◆ GIVEN EXERCISE ◆
Find every line in the material below that contains the word "forest" and copy each one. Matching is case-sensitive.

╭─ DATA TO USE

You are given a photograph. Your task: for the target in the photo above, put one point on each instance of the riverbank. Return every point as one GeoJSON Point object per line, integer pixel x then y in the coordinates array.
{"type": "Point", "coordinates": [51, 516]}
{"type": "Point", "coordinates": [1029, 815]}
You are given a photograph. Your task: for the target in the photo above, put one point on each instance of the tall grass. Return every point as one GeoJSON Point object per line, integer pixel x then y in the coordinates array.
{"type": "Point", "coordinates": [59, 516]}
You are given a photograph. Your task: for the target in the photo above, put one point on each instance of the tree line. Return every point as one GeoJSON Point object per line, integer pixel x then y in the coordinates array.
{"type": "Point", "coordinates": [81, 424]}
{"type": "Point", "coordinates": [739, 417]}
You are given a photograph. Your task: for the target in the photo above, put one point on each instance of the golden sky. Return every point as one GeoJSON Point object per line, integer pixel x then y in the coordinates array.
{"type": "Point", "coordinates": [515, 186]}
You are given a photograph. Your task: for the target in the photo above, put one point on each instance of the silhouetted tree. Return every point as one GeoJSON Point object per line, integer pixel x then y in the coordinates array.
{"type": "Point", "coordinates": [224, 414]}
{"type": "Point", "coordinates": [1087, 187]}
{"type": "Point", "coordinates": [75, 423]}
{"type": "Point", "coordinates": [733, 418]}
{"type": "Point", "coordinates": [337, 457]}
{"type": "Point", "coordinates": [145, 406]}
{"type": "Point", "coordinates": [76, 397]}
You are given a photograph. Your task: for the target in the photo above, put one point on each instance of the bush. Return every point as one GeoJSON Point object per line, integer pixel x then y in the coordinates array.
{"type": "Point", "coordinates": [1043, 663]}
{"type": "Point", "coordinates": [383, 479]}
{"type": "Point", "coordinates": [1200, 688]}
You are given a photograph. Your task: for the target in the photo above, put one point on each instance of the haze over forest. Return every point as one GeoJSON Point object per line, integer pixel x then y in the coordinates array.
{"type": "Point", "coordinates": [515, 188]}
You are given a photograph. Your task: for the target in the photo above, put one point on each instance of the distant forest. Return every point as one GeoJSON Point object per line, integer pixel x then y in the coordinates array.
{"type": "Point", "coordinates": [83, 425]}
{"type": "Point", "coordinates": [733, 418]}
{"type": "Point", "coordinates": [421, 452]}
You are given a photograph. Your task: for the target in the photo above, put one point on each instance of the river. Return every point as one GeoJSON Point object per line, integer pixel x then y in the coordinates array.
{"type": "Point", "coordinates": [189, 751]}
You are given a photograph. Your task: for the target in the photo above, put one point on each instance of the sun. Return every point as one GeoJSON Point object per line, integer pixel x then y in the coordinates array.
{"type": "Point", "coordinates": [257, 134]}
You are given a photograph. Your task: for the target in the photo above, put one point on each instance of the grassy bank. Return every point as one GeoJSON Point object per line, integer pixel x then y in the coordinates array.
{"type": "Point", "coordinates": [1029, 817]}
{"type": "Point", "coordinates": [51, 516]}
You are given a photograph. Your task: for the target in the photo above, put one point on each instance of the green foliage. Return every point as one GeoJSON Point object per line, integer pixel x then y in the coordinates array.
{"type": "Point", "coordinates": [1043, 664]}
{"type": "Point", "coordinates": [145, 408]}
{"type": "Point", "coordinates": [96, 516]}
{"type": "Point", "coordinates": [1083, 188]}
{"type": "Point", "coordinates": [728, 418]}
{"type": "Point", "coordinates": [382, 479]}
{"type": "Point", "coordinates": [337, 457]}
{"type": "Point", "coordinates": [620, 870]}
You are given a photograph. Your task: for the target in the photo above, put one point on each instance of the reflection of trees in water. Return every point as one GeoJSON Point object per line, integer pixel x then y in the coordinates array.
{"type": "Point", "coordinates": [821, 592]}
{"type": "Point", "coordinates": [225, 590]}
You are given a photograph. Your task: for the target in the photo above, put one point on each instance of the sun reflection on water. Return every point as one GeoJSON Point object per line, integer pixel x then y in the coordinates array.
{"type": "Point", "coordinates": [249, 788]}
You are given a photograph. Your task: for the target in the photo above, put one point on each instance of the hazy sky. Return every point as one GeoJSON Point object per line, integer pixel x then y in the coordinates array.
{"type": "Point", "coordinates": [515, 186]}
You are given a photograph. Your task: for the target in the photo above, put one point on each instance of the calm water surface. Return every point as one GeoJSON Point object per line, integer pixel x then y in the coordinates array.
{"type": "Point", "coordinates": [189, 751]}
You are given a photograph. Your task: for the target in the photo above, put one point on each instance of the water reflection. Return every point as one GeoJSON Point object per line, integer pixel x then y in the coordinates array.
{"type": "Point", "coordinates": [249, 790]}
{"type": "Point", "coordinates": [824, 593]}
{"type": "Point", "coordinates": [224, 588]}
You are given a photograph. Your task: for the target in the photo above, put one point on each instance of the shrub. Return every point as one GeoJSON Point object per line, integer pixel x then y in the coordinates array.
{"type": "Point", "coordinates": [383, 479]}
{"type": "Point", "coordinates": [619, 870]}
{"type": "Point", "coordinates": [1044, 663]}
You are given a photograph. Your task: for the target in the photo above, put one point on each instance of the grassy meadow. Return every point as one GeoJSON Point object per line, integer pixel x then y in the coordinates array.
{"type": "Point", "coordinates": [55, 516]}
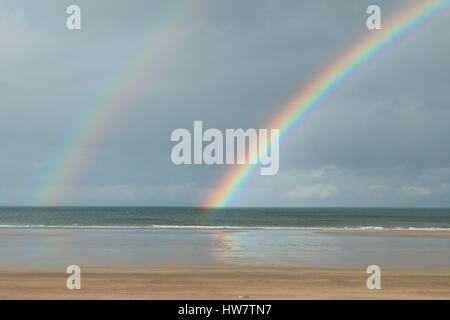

╰─

◆ RESULT ◆
You are given a photograph. Your task: for the target in the photo above, put one point on each instance of the haze over forest. Return every point as one GeoJSON Point object per line, integer pixel x then y in the coordinates array.
You are given a photograph. Your task: for the target in the photo above, put one point on each instance of the distant forest. Return every point as one GeoJSON Point object per line, integer pixel x then y in the coordinates array.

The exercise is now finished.